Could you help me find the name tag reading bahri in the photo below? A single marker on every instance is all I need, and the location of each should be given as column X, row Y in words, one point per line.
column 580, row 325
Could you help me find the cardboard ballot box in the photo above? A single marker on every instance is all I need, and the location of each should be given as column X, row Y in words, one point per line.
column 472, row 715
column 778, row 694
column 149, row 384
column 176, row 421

────────

Restate word for word the lines above, beginning with the one that contains "Could you help me find the cardboard" and ending with the last line.

Could you help me find the cardboard ballot box in the photo above? A single marker on every instance is all I need, and the location of each should be given as column X, row Y in words, one point per line.
column 472, row 715
column 778, row 694
column 149, row 384
column 176, row 421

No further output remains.